### What you should do
Could you repeat every entry below word for word, leaving out the pictures?

### Data for the task
▽

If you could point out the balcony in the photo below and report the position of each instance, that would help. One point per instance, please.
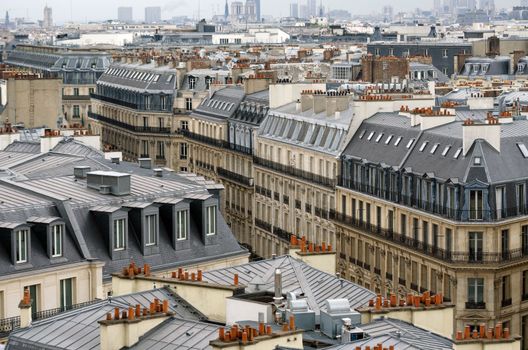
(418, 246)
(114, 101)
(139, 129)
(295, 172)
(263, 225)
(85, 98)
(229, 175)
(475, 305)
(215, 142)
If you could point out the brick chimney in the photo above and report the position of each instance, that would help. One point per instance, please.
(123, 328)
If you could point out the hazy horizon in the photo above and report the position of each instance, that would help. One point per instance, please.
(64, 10)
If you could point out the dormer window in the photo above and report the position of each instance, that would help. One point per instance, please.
(210, 220)
(151, 226)
(119, 234)
(21, 246)
(56, 240)
(182, 228)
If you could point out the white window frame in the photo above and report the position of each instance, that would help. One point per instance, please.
(182, 227)
(210, 220)
(56, 240)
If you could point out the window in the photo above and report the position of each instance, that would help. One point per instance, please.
(210, 220)
(433, 149)
(182, 228)
(151, 225)
(56, 240)
(21, 246)
(66, 293)
(119, 234)
(475, 246)
(183, 151)
(475, 205)
(475, 290)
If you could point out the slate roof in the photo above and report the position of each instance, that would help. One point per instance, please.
(78, 329)
(440, 156)
(140, 77)
(400, 334)
(297, 277)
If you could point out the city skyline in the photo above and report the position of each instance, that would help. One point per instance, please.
(64, 11)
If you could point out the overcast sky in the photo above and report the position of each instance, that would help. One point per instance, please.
(82, 10)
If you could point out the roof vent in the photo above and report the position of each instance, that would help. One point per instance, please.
(80, 171)
(109, 182)
(145, 163)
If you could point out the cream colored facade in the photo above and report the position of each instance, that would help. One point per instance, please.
(87, 285)
(33, 102)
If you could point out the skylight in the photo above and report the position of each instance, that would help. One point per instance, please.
(523, 149)
(435, 146)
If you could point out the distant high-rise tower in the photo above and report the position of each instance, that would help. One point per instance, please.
(153, 14)
(257, 9)
(125, 14)
(48, 17)
(294, 10)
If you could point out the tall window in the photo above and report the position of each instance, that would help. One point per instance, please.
(183, 225)
(188, 104)
(66, 293)
(152, 229)
(475, 246)
(21, 245)
(475, 290)
(183, 151)
(210, 220)
(475, 205)
(56, 240)
(119, 234)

△

### Final answer
If you could point out the balcony in the photo below and report the position of each instance, that would help. One point per instance, please.
(418, 246)
(114, 101)
(139, 129)
(295, 172)
(263, 225)
(85, 98)
(229, 175)
(475, 305)
(215, 142)
If you could point out the brick chimney in the photo above and report the position of each instance, that would help. One point per instance, please.
(123, 328)
If you could point out the hazy horizon in the photo above and report the position of each instance, that would help. One point per instance, please.
(64, 10)
If you could point out the dormer window in the photo above and report the position of each instance, that would help. One point per instance, please.
(210, 220)
(151, 226)
(119, 234)
(21, 246)
(56, 240)
(182, 228)
If you could point out the white window frame in the photo above and report the position of each instance, that would help. One point per instance, please.
(182, 227)
(210, 220)
(56, 240)
If you could point out the window in the photo above and report the position of each instance, that would help. One point per instance, please.
(210, 220)
(433, 149)
(182, 228)
(151, 225)
(56, 240)
(21, 246)
(66, 293)
(119, 234)
(475, 246)
(183, 151)
(475, 205)
(475, 290)
If you could point out the slate roof in the photo above and report the position of each instance, that would help. One point per instance, please.
(78, 329)
(440, 156)
(140, 77)
(400, 334)
(297, 277)
If you could point out the city skyline in the photo above and report the position of each instance, that would help. One point per instance, please.
(64, 11)
If you could point out the overcast sky in the photo above and report the position of each instance, that would help. One point per instance, please.
(82, 10)
If you could point out the roof vent in the photo above and report the position of each instance, that would help. One point per instance, please.
(80, 171)
(109, 182)
(145, 163)
If you could point out the cream colored facade in the photo above and report the position of each instance, that would help. One point per instance, please.
(87, 285)
(33, 102)
If you could point out the skylight in the photo above and report the position of each instance, that would help. One point per instance, please.
(523, 149)
(435, 146)
If you could point out the distant high-rise tower in the photo above and report the position of each instance, that would help. One point per instance, please.
(153, 14)
(257, 9)
(125, 14)
(48, 17)
(294, 10)
If you could point out the tall window in the photo above and report the position of each instance, that would help. One point per instance, please.
(183, 225)
(188, 104)
(66, 293)
(152, 229)
(475, 246)
(21, 245)
(475, 290)
(183, 151)
(210, 220)
(475, 205)
(56, 240)
(119, 234)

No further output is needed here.